Given exercise: Find every line in the entries below that contains the word "doorway" and copy each one. Only exact case matches count.
########################################
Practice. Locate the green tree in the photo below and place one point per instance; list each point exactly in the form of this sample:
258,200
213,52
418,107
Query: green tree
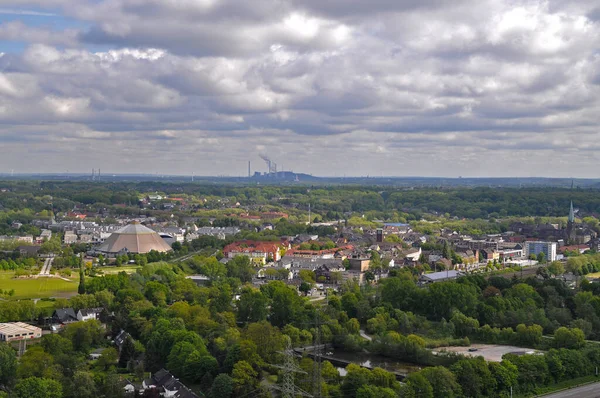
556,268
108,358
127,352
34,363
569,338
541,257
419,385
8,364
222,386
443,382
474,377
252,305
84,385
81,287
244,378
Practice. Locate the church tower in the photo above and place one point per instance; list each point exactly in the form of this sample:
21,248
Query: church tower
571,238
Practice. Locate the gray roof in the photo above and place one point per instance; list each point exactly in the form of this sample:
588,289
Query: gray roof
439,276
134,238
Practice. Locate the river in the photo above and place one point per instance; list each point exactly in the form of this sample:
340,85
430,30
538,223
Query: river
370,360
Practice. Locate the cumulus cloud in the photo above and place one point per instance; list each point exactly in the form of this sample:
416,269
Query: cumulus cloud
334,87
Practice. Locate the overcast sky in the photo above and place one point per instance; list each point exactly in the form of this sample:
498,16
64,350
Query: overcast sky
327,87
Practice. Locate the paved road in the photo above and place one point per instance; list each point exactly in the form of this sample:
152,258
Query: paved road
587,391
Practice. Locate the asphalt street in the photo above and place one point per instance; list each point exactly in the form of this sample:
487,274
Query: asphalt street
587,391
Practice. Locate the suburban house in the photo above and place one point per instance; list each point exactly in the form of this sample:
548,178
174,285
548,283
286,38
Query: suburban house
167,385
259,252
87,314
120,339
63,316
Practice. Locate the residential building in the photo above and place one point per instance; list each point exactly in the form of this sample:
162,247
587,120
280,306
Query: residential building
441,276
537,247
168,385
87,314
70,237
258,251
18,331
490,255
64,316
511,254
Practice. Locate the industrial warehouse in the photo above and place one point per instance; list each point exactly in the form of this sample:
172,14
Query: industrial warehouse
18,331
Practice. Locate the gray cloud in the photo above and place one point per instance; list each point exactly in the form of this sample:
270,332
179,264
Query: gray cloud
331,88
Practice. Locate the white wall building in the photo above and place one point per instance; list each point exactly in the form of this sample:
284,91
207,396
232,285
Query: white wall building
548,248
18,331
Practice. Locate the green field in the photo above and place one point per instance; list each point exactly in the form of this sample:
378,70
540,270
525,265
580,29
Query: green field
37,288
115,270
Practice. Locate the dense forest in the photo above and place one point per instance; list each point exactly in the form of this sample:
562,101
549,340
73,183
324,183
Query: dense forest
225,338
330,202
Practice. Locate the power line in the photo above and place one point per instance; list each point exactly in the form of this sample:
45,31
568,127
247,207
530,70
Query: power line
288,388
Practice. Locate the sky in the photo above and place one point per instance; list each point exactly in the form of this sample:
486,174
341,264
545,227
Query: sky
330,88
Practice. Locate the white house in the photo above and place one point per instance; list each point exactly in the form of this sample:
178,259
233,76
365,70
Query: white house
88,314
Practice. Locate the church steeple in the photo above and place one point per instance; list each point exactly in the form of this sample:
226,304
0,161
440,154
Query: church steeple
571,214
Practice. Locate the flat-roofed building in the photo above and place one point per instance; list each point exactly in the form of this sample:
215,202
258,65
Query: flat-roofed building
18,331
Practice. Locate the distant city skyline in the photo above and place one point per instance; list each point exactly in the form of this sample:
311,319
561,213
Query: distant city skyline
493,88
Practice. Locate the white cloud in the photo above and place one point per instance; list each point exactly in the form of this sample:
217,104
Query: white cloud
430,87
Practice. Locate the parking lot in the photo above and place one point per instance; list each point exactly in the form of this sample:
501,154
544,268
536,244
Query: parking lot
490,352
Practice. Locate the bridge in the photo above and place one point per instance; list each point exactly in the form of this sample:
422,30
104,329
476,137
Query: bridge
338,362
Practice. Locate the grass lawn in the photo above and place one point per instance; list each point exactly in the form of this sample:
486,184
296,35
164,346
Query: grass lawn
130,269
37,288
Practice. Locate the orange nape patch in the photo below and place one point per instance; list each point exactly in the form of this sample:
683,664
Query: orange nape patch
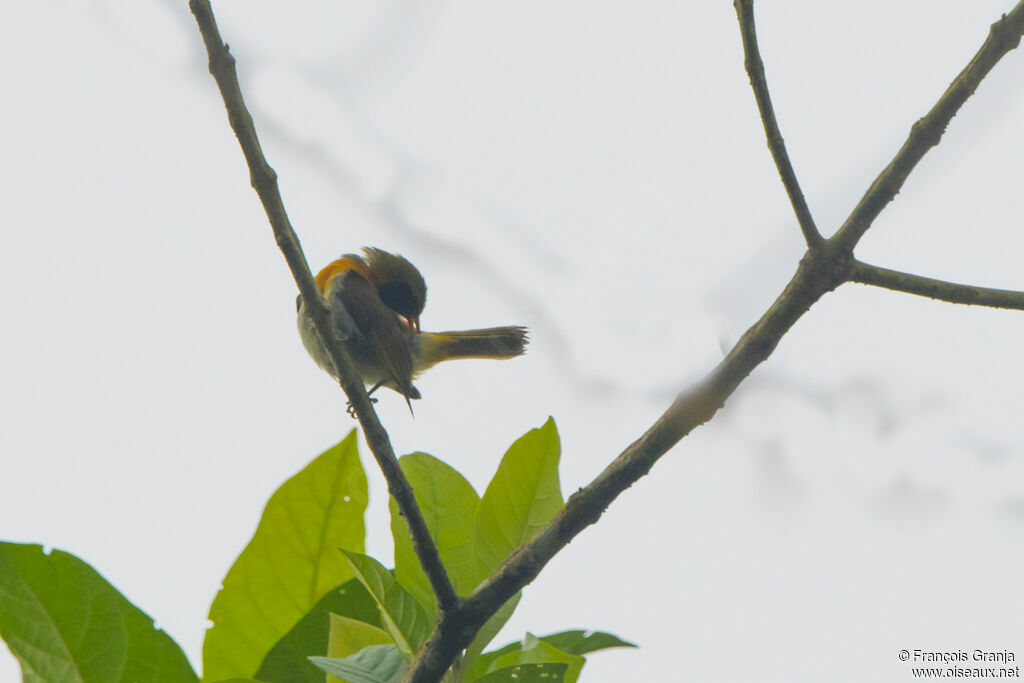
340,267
########################################
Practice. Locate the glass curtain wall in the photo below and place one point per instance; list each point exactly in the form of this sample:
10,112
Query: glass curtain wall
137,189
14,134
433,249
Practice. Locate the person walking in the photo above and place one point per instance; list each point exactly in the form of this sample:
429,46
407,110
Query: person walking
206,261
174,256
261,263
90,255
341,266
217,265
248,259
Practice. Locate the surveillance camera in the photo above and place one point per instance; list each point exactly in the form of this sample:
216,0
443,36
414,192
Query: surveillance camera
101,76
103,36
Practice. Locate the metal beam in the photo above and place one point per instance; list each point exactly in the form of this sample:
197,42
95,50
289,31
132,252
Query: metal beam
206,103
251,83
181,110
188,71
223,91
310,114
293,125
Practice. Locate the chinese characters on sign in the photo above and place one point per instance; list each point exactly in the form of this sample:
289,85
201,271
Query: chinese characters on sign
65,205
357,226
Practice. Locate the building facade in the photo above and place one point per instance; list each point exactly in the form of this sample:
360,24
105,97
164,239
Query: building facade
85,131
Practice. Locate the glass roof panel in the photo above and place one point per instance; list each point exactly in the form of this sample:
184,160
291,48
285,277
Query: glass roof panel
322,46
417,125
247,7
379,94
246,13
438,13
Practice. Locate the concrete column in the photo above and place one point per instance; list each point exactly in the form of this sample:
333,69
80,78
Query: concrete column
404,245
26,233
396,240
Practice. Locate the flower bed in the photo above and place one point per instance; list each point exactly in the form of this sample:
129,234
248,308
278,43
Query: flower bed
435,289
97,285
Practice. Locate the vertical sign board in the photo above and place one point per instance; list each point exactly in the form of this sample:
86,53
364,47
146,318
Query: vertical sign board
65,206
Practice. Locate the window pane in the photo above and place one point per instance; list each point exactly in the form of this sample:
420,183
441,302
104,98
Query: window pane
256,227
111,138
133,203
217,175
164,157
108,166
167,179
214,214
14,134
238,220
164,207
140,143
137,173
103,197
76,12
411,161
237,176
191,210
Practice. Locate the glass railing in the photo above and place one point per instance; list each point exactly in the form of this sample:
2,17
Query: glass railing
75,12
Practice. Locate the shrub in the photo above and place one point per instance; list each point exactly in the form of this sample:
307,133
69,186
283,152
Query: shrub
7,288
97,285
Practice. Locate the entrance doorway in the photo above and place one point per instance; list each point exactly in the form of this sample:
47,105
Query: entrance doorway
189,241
########################################
Worked answer:
Practice. Locate the entrance doorway in the photo above and place one point per instance; list each point exactly in the form of this sample:
Query: entrance doorway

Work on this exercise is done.